Instructions to follow:
Please return all of the records verbatim, with the pictures omitted.

Data records
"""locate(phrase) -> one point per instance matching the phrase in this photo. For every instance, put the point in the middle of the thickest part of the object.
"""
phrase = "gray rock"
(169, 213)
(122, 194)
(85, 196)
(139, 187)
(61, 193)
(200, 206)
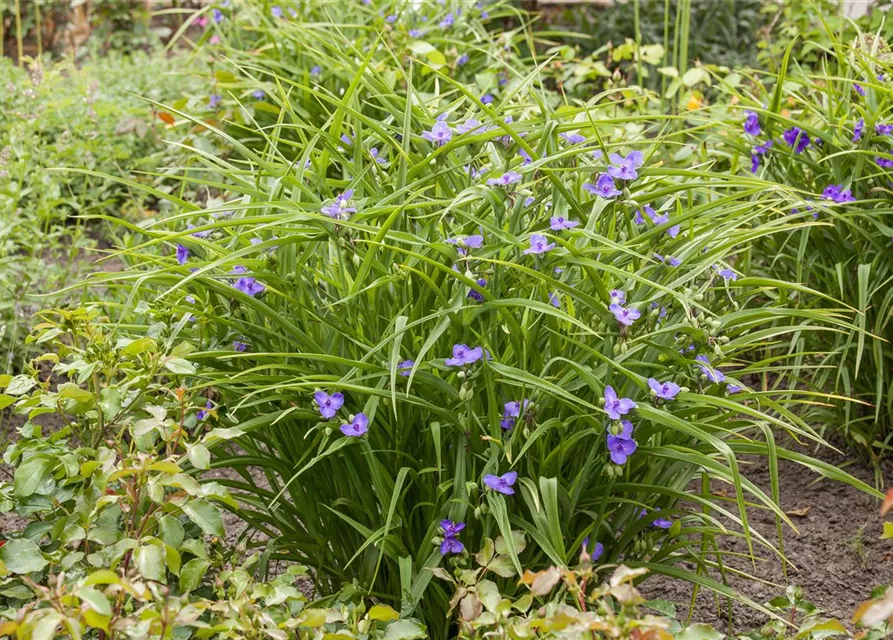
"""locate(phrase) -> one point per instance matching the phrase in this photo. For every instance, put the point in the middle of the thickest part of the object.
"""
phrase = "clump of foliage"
(66, 116)
(440, 317)
(824, 138)
(122, 540)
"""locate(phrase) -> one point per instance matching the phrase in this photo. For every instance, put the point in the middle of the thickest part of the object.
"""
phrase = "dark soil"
(838, 556)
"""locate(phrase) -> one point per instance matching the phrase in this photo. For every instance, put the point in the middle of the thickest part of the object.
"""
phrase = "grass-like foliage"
(825, 134)
(524, 315)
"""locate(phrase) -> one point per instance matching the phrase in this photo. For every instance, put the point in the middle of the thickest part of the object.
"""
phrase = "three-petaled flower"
(328, 405)
(539, 244)
(340, 208)
(440, 133)
(752, 124)
(665, 390)
(451, 543)
(502, 484)
(560, 223)
(464, 355)
(604, 186)
(510, 177)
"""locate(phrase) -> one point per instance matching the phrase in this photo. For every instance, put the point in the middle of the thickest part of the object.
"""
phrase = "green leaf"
(199, 456)
(22, 556)
(95, 599)
(179, 366)
(35, 475)
(191, 574)
(205, 515)
(150, 562)
(407, 629)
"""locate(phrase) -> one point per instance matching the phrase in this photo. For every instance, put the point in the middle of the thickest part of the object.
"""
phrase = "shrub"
(64, 116)
(389, 330)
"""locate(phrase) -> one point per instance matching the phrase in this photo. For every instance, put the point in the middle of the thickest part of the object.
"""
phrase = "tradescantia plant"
(514, 316)
(825, 136)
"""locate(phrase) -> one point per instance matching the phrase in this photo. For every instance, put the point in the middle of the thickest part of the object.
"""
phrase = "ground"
(838, 556)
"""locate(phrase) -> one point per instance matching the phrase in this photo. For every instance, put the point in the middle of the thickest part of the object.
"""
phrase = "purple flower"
(616, 297)
(203, 413)
(467, 242)
(539, 244)
(357, 427)
(559, 223)
(754, 163)
(625, 315)
(249, 286)
(662, 523)
(468, 126)
(451, 544)
(502, 484)
(340, 208)
(511, 411)
(474, 295)
(328, 405)
(858, 129)
(795, 136)
(713, 375)
(665, 390)
(464, 355)
(752, 124)
(762, 149)
(597, 550)
(838, 194)
(626, 430)
(505, 179)
(625, 168)
(616, 407)
(451, 528)
(573, 138)
(620, 448)
(603, 187)
(440, 134)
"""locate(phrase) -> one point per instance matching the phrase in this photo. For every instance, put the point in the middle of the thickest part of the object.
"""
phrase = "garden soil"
(838, 556)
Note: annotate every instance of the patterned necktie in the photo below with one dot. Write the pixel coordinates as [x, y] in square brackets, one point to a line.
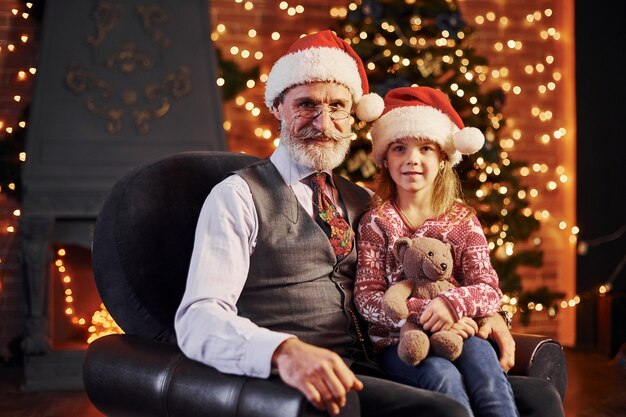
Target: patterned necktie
[340, 232]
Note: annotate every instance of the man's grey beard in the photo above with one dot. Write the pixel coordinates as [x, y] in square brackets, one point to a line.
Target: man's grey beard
[311, 155]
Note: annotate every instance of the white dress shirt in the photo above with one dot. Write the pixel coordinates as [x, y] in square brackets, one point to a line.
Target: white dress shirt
[207, 326]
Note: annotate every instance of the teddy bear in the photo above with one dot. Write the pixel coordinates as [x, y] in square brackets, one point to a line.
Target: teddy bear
[427, 264]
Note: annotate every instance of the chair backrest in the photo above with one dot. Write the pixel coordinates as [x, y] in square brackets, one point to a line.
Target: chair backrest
[144, 235]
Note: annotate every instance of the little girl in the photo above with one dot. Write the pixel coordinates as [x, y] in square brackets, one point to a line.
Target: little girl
[417, 142]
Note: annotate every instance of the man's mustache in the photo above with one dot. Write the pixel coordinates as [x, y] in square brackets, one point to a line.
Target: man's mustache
[310, 133]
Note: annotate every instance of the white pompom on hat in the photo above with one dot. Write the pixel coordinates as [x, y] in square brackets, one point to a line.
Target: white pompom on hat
[319, 57]
[423, 113]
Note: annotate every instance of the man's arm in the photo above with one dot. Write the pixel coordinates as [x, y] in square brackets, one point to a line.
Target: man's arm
[495, 328]
[208, 328]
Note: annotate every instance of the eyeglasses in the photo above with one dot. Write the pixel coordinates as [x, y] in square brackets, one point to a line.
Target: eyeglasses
[313, 113]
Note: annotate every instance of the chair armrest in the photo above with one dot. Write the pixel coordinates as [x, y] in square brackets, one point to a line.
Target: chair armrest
[540, 357]
[134, 376]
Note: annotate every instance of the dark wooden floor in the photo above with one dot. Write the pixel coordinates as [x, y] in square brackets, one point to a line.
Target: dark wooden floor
[597, 388]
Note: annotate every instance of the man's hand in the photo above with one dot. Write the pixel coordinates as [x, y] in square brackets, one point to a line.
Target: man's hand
[320, 374]
[495, 328]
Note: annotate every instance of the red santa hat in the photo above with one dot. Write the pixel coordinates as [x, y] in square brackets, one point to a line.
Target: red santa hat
[424, 113]
[323, 56]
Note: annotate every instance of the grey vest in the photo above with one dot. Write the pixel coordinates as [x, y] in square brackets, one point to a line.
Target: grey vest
[295, 284]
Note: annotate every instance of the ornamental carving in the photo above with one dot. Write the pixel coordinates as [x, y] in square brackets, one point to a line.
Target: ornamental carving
[126, 84]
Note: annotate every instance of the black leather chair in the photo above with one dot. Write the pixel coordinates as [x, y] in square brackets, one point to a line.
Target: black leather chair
[142, 246]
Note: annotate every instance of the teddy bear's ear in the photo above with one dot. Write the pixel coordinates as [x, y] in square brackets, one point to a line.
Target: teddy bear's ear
[449, 245]
[400, 246]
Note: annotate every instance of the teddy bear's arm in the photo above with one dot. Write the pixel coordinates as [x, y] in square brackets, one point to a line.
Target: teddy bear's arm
[394, 300]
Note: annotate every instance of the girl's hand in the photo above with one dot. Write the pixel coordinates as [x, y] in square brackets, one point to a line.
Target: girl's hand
[465, 327]
[437, 316]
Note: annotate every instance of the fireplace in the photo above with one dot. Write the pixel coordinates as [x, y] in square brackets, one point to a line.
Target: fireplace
[118, 83]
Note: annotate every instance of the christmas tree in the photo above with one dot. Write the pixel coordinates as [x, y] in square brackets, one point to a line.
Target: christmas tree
[427, 43]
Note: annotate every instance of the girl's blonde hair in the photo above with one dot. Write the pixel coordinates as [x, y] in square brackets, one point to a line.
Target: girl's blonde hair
[446, 189]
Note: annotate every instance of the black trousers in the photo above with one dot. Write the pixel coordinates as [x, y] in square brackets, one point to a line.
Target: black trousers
[382, 398]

Response area:
"""locate(phrase) -> one point per instance matching the phrase in this photo. For every instance, put the point in the middle of the thickest part of the object.
"""
phrase = "gray rock"
(169, 213)
(122, 194)
(85, 196)
(139, 187)
(61, 193)
(200, 206)
"""locate(phrase) -> one point per instance matching the phrase in this photo. For every instance, put the point in the middle of the thickest part of the object.
"""
phrase = "clump of foliage"
(66, 116)
(440, 317)
(824, 138)
(122, 540)
"""locate(phrase) -> one point per instance matching the phrase in this photo. For every instance, put the point in the middle of the thickest part of the object.
"""
phrase = "dark soil"
(838, 556)
"""locate(phrase) -> one point per instance matching the phrase in this photo. For every instance, put the point in the middle of the thickest part of the object.
"""
phrase = "grass-like foliage"
(825, 134)
(524, 315)
"""locate(phrase) -> one point per instance matching the phrase in this photo. For every instance, put the point in the middle of the thickest part of the object.
"""
phrase = "three-petaled flower"
(328, 405)
(539, 244)
(340, 208)
(440, 133)
(752, 124)
(665, 390)
(451, 543)
(502, 484)
(560, 223)
(464, 355)
(604, 186)
(510, 177)
"""locate(phrase) -> one point per instance matching the phrase in this photo. For every instance, put the point in the middle of the thickest part of the object.
"""
phrase = "green leaf"
(199, 456)
(22, 556)
(95, 599)
(179, 366)
(35, 475)
(191, 574)
(205, 515)
(150, 562)
(407, 629)
"""locate(phrase) -> one point per instance matching the phrase in this photo. For every instance, put the point in the middle of the thickest part of the object.
"""
phrase = "shrub"
(64, 116)
(389, 330)
"""locate(phrase) -> one point per instance matching the phrase in this photo. For every instance, put the point in the middle of the thickest part of the object.
"""
phrase = "tradescantia plant"
(514, 316)
(825, 136)
"""locate(phrase) -> one point per instance matching the phrase in this photo. For every instance, put the point in the middle of the thickest part of the object.
"""
phrase = "ground"
(838, 556)
"""locate(phrase) -> one point per instance matching the phrase in this photo. For every instance, put the point in the middle of the thickest part of the object.
"""
phrase = "purple flower"
(616, 297)
(203, 413)
(467, 242)
(539, 244)
(357, 427)
(559, 223)
(754, 163)
(625, 315)
(249, 286)
(662, 523)
(468, 126)
(451, 544)
(502, 484)
(340, 208)
(511, 411)
(474, 295)
(328, 405)
(858, 129)
(795, 136)
(713, 375)
(665, 390)
(464, 355)
(752, 124)
(762, 149)
(597, 550)
(838, 194)
(626, 430)
(505, 179)
(625, 168)
(616, 407)
(451, 528)
(573, 138)
(620, 448)
(603, 187)
(440, 134)
"""locate(phrase) -> one point per instance matching the phrase in this photo. For every instance, put the point in the middle of the thickest part of the object.
"""
phrase = "garden soil"
(838, 556)
Note: annotate every instance of the patterned necktie in the photo below with one dot. Write the pixel coordinates as [x, y] in square brackets, one point to a line.
Target: patterned necktie
[340, 232]
Note: annotate every instance of the man's grey beard in the photo above with one dot. Write the pixel coordinates as [x, y] in square brackets, one point to a line.
Target: man's grey beard
[311, 155]
Note: annotate every instance of the white dress shirt in the photo above with one dot. Write the pixel coordinates as [x, y] in square brackets, one point to a line.
Target: white dress shirt
[207, 326]
Note: annotate every instance of the teddy bear in the photo above with one dot. Write the pixel coordinates as [x, y] in square brackets, one point to a line.
Target: teddy bear
[427, 264]
Note: annotate every instance of the chair backrest in the photo above with one dot. Write the pixel coordinates as [x, y] in square brackets, one point to a line.
Target: chair backrest
[144, 235]
Note: annotate every instance of the little girl in the photo above with one dot. Write the pixel coordinates as [x, y] in square brackets, one point to a line.
Target: little girl
[417, 142]
Note: annotate every instance of the man's mustache in the photo above with one dot. Write the pixel coordinates as [x, y] in square brackets, one point to a line.
Target: man's mustache
[310, 133]
Note: annotate every instance of the white pompom on hat in the photo above with one dot. Write the pixel coordinates as [x, y] in square brackets, one point to a line.
Target: white pompom on hat
[319, 57]
[423, 113]
Note: annotate every instance of the man's arm in the photo above with one dot. Write the pixel coordinates as [x, y] in square brackets, one point to a line.
Target: man's arm
[495, 328]
[208, 328]
Note: annotate every instance of the eyeglasses in the photo above with one dot. Write the pixel coordinates as [x, y] in square brackets, one point to a line.
Target: eyeglasses
[313, 113]
Note: annotate every instance of the chair armrest in the photo above with one dot. Write the pixel coordinates as [x, y] in square brackets, one point to a line.
Target: chair armrest
[540, 357]
[134, 376]
Note: annotate every instance of the dark wooden floor in the photo above with one dot. Write the pixel coordinates as [x, y] in square brackets, one point to a line.
Target: dark wooden floor
[597, 388]
Note: annotate every instance of the man's hand in the photo above with one dot. Write the pixel coordinates as [x, y] in square brackets, one point to a line.
Target: man's hand
[320, 374]
[495, 328]
Note: annotate every instance of the red santa hat in the photo above with one dot. Write the pixel coordinates as [x, y] in square brackets, one point to a line.
Target: red santa hat
[424, 113]
[323, 56]
Note: annotate every instance of the grey vest in the photo above with one dot. Write the pixel coordinates as [x, y] in square brackets, one point to a line.
Target: grey vest
[295, 284]
Note: annotate every instance of the ornamental carving in the photo above with one dot. Write the pixel coordinates as [x, y] in square brackets, one point to a line.
Target: ornamental carving
[126, 84]
Note: annotate every instance of the black leather chair in the photo above with one dot. Write the pixel coordinates as [x, y] in square brackets, one point to a line.
Target: black leather chair
[142, 246]
Note: annotate every instance of the teddy bear's ear in the photo above with one dot. Write the pixel coordinates as [x, y] in square brackets, one point to a line.
Target: teddy bear's ear
[449, 245]
[400, 246]
Note: annotate every instance of the teddy bear's arm in the photo above with one dot. Write the pixel coordinates as [x, y] in square brackets, one point to a line.
Target: teddy bear's arm
[394, 300]
Note: annotate every instance of the girl's hand in the photo above with one dot. Write the pixel coordinates as [x, y] in square brackets, one point to a line.
Target: girl's hand
[465, 327]
[437, 316]
Note: annotate every instance of the fireplace in the photo above with one dot. Write the pixel coordinates as [x, y] in square brackets, one point to a line.
Target: fireplace
[118, 83]
Note: annotate every instance of the christmas tree in the photo above with one dot. Write the pixel coordinates as [x, y] in square brackets, one point to a line.
Target: christmas tree
[427, 43]
Note: annotate every instance of the girl's blonde hair in the photo above with one dot. Write the pixel coordinates as [x, y] in square brackets, one point to a line.
Target: girl's blonde hair
[446, 189]
Note: annotate every instance of the black trousers in the photo above with one dot. Write the pixel coordinates as [x, y] in square brackets, one point to a line.
Target: black trousers
[382, 398]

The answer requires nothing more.